*PROBLEM TO SOLVE*:
Write out the lines below word for word, beginning with the line containing "Accessibility service: describe where the black breast" and ending with the line containing "(0, 2), (800, 534)", both included.

### GIVEN RECORDS

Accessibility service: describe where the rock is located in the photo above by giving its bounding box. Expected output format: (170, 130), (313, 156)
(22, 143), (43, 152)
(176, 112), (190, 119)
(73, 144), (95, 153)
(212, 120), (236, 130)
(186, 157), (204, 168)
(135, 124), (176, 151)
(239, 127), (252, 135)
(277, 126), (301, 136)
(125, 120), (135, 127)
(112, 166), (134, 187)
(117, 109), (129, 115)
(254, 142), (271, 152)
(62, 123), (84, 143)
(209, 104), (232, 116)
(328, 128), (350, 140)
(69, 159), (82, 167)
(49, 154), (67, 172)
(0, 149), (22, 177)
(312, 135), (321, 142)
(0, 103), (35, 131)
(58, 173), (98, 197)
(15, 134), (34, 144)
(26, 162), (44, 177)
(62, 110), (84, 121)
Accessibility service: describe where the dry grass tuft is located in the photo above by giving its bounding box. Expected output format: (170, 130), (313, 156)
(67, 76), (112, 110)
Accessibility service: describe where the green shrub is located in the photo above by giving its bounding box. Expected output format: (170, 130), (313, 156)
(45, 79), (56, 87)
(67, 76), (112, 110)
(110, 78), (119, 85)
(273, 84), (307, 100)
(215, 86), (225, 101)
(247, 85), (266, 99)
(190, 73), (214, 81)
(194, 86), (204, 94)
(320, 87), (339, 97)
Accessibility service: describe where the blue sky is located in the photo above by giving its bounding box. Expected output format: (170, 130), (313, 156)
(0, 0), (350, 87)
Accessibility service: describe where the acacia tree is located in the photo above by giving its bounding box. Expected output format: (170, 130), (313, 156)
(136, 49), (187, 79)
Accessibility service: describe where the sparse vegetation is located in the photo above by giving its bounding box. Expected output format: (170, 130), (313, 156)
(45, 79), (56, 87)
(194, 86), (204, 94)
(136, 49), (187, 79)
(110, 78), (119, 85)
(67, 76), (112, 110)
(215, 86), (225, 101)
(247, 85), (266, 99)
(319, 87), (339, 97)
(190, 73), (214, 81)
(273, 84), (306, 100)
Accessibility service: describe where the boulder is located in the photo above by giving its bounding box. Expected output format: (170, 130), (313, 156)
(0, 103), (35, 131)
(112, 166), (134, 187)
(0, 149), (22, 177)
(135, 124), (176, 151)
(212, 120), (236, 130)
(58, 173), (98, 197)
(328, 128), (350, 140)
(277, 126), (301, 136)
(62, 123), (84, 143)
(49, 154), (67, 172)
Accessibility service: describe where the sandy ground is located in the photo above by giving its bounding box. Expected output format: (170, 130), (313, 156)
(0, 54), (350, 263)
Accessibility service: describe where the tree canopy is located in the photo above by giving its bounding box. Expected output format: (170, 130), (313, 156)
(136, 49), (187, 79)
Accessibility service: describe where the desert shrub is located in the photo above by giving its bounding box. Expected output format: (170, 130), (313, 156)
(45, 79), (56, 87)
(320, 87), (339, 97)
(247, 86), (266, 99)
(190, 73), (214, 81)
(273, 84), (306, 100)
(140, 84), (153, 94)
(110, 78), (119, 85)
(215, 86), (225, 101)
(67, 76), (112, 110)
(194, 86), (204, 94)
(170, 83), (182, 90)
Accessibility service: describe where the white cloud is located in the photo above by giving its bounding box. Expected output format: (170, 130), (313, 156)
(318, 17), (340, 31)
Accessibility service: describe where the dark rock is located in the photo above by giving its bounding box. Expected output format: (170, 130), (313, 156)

######
### GIVEN RECORDS

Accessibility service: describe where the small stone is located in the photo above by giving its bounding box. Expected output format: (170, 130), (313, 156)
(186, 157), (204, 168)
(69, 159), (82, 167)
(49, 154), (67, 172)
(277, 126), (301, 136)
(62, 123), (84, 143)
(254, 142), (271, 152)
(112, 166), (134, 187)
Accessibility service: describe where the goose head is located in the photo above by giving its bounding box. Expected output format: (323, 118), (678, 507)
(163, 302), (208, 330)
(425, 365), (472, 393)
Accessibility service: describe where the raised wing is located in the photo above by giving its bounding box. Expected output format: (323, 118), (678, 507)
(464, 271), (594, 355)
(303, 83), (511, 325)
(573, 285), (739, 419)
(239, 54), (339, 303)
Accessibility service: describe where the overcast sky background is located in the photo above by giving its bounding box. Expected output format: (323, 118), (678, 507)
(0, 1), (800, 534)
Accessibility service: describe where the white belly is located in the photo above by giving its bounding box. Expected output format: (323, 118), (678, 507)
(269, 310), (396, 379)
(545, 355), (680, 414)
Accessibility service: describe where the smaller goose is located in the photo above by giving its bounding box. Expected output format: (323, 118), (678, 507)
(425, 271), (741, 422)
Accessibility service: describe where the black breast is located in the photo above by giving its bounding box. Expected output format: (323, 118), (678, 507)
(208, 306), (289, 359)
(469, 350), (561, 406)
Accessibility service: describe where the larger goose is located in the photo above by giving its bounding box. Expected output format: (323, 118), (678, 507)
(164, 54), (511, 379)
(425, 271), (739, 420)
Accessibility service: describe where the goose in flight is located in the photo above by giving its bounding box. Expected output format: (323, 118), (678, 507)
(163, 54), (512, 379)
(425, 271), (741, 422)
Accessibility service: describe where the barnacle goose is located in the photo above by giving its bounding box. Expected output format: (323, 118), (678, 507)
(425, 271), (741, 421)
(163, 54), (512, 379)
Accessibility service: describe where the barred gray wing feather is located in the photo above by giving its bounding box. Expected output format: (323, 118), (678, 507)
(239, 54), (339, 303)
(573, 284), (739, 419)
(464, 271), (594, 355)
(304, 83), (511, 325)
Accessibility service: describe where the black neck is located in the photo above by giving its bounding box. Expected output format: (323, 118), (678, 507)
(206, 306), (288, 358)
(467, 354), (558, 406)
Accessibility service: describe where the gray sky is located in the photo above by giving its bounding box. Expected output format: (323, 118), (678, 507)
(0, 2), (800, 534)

######

*OUTPUT FOR THIS TASK*:
Accessibility service: describe where the black breast is located in the photo above by giving its bounding box. Expected output format: (323, 118), (678, 507)
(208, 306), (289, 359)
(469, 350), (561, 406)
Accessibility service: describe where the larger goose is located in the photo above by giving its bounding box. Expected output format: (323, 118), (678, 507)
(164, 54), (511, 379)
(425, 271), (739, 420)
Accessibility service: describe where the goose in flight is located in the photo above by giving its bounding box. Expected output format: (323, 118), (678, 507)
(163, 54), (512, 379)
(425, 271), (741, 422)
Accessibility service: describe where the barnacle goose is located in the photo above by giving its bounding box. Expected output format: (323, 118), (678, 507)
(425, 271), (741, 421)
(163, 54), (512, 379)
Accessibility service: describe where the barred gray wing feather is located in the photo above by giving its bounding box. Expected output format: (323, 118), (678, 507)
(239, 54), (339, 303)
(573, 284), (739, 419)
(464, 271), (594, 355)
(304, 83), (511, 325)
Accessibility service: describe where the black neck is located in the photo above by giving its bounding box. Expected output format: (323, 118), (678, 507)
(206, 306), (288, 358)
(467, 354), (558, 406)
Accessibility service: describe where the gray sky is located in the photo above by giving its bounding box. Expected output format: (323, 118), (678, 507)
(0, 2), (800, 534)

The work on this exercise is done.